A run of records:
--- --- ---

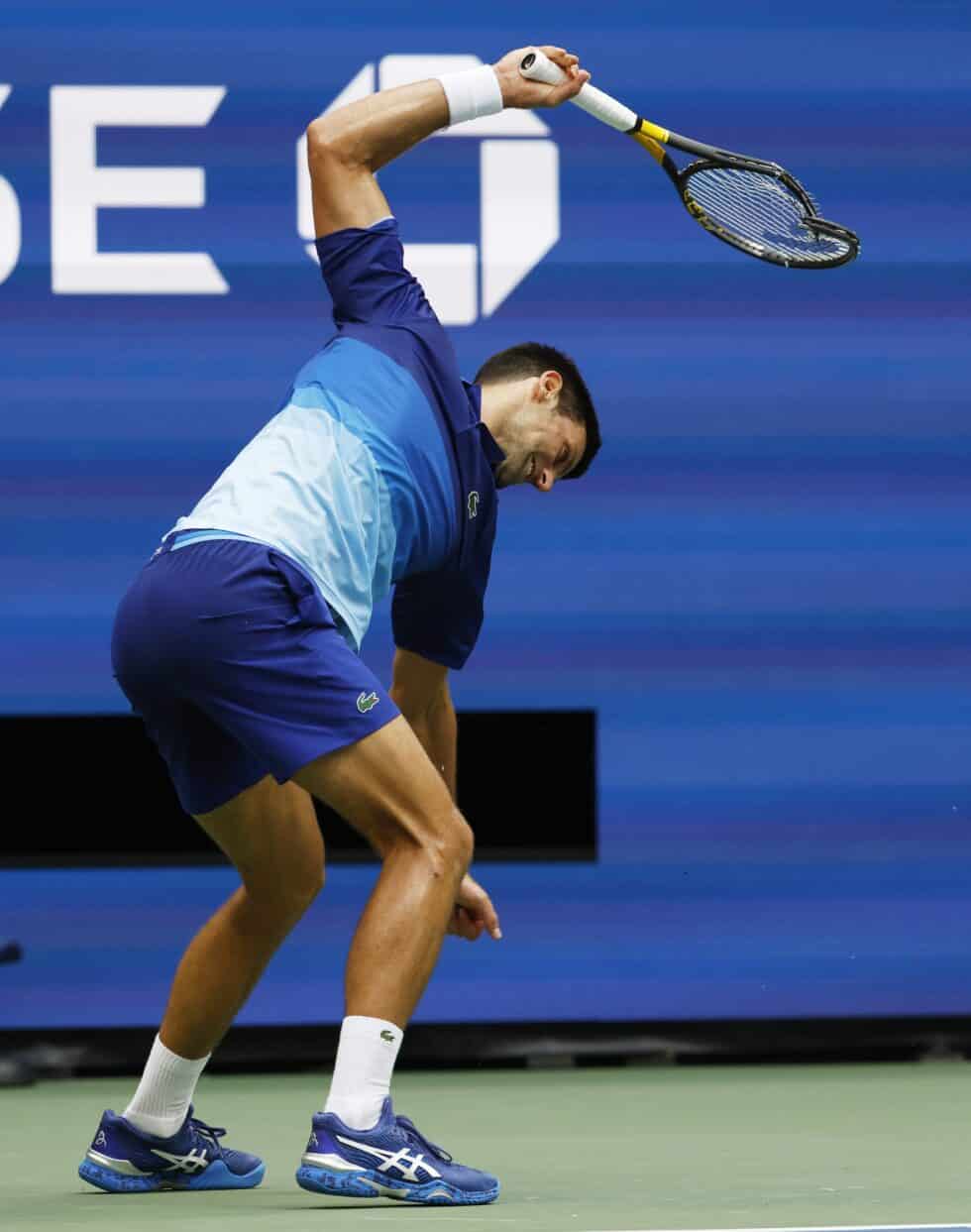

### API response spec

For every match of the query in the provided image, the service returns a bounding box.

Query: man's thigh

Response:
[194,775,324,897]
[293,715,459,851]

--- --- ---

_WHAT YOU SHOULD DO_. Rewrite the lines above as a JSON list of strings with one string per line, skipping blank lines and leaving out the picture.

_FINAL ANSWER_.
[
  "### API response spec",
  "For every match of the query in the provided image, the service returns a bounding box.",
  "Query: man's thigh",
  "Response:",
  "[194,775,324,897]",
  "[293,715,459,851]"
]